TASK OBJECTIVE | In the records that follow, locate every line with "white" and extract it.

DATA SHOWN |
----------
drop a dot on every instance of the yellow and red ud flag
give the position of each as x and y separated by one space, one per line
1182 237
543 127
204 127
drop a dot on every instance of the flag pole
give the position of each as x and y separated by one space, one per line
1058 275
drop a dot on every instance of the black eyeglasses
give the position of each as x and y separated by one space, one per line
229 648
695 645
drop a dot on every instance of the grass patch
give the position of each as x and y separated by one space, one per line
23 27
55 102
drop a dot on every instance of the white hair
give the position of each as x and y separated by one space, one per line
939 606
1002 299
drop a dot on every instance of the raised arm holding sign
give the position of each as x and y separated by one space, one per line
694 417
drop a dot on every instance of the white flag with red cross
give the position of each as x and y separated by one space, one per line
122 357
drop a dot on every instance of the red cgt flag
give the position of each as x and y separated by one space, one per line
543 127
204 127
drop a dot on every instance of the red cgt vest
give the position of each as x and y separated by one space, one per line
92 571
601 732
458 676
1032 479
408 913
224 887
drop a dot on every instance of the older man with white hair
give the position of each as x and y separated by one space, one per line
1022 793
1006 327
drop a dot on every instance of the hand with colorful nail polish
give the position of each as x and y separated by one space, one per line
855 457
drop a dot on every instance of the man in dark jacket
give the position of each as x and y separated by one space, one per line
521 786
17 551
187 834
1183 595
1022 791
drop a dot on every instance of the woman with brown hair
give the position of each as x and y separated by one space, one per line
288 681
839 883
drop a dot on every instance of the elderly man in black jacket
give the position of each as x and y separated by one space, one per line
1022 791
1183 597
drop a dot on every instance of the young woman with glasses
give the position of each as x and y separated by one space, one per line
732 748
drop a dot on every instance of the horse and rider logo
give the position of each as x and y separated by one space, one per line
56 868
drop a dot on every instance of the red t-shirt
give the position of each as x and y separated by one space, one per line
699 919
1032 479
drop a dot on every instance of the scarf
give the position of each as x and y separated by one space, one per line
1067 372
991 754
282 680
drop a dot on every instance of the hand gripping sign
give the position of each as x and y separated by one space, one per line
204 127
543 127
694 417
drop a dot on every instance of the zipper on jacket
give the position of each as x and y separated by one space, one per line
----------
EXERCISE ANSWER |
drop a dot on every instance of the white hair
drop a dot on every instance of the white flag with red cross
drop a dot on every instance of the older man with white hair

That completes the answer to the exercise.